• Work instructions
Rewrite the records from the line that contains "find the hallway." through the line that contains "98 133 199 273", both ends included and requests kept, scaling every box coordinate in the answers by 1.65 and rounding to whole numbers, with halves going up. Give only those lines.

• Supplied data
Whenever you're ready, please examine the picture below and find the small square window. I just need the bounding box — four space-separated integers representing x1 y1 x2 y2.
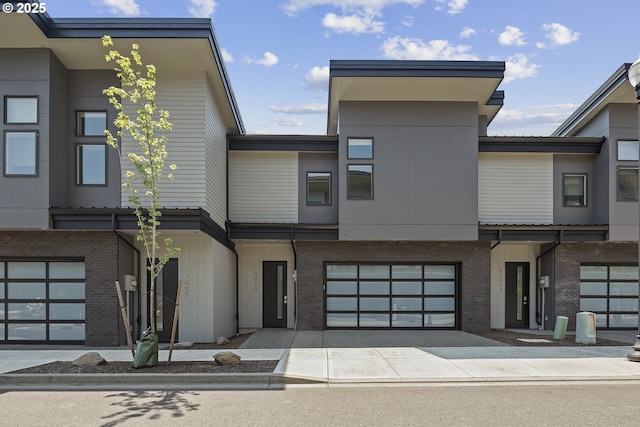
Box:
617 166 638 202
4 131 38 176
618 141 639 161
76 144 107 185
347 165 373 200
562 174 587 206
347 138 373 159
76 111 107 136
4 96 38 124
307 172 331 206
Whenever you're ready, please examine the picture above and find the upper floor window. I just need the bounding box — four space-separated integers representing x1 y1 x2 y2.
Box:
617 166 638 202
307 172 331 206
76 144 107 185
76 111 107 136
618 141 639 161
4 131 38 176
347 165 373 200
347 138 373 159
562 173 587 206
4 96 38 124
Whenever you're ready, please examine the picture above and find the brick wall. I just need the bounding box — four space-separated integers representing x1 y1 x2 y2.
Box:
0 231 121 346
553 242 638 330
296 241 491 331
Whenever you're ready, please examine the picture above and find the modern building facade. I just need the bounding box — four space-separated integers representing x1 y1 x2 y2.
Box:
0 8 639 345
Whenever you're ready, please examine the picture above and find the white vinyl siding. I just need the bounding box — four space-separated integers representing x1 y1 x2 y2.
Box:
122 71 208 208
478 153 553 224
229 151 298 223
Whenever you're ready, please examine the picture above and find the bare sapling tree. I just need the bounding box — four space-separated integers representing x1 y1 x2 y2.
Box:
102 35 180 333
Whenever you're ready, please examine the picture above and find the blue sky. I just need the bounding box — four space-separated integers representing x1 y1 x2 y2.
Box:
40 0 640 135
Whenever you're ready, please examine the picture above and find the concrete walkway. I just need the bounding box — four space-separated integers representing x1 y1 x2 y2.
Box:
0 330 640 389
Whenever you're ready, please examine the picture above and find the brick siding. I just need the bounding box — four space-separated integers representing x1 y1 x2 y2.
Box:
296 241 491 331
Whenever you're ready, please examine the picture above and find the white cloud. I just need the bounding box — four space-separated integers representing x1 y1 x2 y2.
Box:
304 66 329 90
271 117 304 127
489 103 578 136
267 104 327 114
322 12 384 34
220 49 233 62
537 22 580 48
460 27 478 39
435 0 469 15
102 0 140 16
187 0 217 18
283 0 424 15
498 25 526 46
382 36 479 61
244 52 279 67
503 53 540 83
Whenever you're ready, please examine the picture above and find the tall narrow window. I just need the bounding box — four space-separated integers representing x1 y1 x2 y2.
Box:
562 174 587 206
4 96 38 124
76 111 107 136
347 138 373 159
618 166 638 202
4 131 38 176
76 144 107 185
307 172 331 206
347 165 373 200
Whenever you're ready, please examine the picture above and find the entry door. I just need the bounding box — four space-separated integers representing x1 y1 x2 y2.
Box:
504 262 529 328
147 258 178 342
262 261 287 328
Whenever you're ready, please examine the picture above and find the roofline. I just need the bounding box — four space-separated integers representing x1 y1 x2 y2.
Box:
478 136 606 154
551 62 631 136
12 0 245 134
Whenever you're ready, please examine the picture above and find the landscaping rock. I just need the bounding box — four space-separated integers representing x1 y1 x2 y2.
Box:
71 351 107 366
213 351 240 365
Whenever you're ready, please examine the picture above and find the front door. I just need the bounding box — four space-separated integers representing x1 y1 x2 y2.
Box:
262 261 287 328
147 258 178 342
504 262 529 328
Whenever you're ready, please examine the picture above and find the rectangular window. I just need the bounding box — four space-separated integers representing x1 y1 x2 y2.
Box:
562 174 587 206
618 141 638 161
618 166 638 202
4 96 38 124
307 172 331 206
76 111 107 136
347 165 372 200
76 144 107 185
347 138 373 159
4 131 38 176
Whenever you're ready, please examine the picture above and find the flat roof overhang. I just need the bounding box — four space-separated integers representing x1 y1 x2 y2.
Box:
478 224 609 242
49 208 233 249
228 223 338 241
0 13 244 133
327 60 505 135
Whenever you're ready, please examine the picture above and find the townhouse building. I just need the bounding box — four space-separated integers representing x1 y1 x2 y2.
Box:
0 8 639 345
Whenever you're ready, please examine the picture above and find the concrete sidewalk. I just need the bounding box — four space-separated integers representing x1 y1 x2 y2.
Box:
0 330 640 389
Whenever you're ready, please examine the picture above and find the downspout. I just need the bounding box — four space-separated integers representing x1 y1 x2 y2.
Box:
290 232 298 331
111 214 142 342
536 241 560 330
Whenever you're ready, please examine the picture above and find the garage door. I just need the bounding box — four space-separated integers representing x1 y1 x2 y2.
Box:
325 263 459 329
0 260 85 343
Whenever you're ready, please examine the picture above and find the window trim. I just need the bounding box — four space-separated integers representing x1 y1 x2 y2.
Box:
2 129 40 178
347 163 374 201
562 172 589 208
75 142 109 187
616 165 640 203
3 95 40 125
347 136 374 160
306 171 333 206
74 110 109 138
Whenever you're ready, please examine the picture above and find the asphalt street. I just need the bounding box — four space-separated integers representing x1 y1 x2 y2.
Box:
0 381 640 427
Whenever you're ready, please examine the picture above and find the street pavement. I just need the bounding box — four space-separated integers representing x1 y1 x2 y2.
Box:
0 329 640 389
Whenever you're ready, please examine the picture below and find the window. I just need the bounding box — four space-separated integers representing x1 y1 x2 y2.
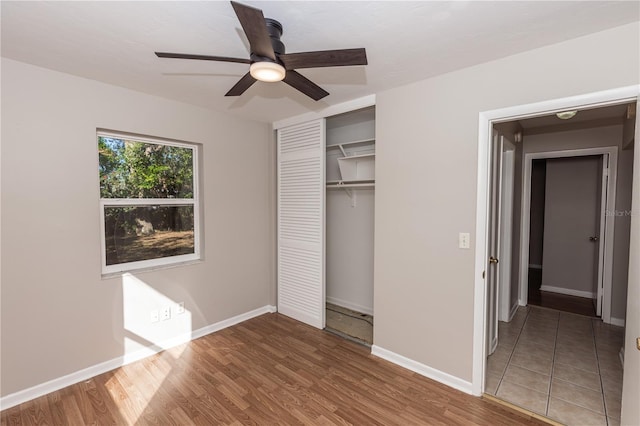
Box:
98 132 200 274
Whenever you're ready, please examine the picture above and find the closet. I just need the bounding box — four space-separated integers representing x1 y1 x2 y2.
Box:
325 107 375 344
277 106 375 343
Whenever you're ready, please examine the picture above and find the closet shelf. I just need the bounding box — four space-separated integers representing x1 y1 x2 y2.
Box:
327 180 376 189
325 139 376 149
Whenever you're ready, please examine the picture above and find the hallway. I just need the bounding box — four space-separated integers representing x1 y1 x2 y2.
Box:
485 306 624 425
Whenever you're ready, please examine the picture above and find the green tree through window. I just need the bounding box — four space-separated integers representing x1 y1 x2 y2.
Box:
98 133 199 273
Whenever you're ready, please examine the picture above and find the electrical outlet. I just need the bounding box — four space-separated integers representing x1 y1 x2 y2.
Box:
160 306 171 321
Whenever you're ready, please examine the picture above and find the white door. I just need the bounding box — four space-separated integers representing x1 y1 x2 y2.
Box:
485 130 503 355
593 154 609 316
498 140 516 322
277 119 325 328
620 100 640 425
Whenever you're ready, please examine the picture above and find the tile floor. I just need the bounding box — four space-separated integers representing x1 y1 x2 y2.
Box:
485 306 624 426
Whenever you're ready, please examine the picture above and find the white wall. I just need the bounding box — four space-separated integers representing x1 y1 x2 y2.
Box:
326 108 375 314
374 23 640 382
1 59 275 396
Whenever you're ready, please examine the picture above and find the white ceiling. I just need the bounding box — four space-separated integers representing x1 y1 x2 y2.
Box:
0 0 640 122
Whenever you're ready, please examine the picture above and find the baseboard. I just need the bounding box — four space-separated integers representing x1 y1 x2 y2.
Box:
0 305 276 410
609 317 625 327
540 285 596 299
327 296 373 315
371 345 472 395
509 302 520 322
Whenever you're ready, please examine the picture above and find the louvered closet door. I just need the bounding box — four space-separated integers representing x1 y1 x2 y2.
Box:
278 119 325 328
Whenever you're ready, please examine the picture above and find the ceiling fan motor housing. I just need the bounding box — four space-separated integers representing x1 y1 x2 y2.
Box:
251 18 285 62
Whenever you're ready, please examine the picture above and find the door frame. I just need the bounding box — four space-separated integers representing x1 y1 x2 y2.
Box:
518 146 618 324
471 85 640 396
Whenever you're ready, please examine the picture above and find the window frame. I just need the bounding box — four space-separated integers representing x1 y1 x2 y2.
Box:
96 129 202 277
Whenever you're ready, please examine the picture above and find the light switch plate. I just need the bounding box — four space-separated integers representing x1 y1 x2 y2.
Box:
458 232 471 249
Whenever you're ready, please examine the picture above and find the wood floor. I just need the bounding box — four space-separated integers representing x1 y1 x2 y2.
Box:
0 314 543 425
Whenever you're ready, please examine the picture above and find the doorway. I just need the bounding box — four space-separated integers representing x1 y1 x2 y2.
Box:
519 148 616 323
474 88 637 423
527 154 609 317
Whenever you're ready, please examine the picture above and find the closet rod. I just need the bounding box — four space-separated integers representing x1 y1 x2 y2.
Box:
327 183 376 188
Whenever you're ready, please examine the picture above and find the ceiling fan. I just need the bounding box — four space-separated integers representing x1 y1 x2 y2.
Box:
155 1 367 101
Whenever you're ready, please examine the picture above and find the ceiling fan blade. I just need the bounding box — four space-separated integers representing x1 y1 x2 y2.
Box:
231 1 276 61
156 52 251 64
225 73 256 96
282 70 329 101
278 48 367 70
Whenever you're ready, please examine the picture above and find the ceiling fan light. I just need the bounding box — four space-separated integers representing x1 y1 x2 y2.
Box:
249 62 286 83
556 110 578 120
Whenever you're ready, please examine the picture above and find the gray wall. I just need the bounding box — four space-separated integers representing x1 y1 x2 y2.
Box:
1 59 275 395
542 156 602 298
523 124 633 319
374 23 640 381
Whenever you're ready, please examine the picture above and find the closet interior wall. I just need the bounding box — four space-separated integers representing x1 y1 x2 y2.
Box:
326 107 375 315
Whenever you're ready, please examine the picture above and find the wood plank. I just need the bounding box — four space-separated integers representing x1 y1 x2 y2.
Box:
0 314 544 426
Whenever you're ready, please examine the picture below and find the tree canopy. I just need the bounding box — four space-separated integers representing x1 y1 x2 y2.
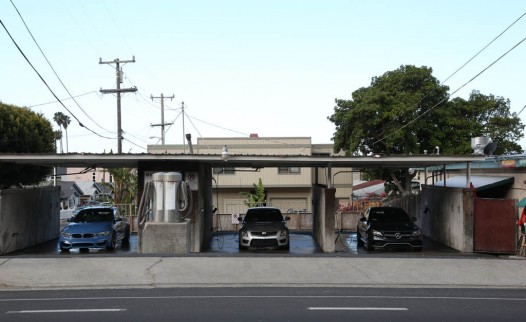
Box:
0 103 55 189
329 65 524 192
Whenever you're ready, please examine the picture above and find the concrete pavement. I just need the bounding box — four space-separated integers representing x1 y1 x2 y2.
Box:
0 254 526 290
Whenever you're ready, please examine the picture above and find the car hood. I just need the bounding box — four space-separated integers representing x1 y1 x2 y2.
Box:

• Problem solution
Whenever you're ready, please examine the picture above and find the hallway. I just need the bounding box — four space-separated integers representing x1 y1 x2 y2.
Box:
800 505 1030 701
Whenever you're ready, please examine the picture above and find the green tree through window. I just need the bounding box — four space-separated integers representing x1 y1 x2 y2.
Box:
162 219 328 450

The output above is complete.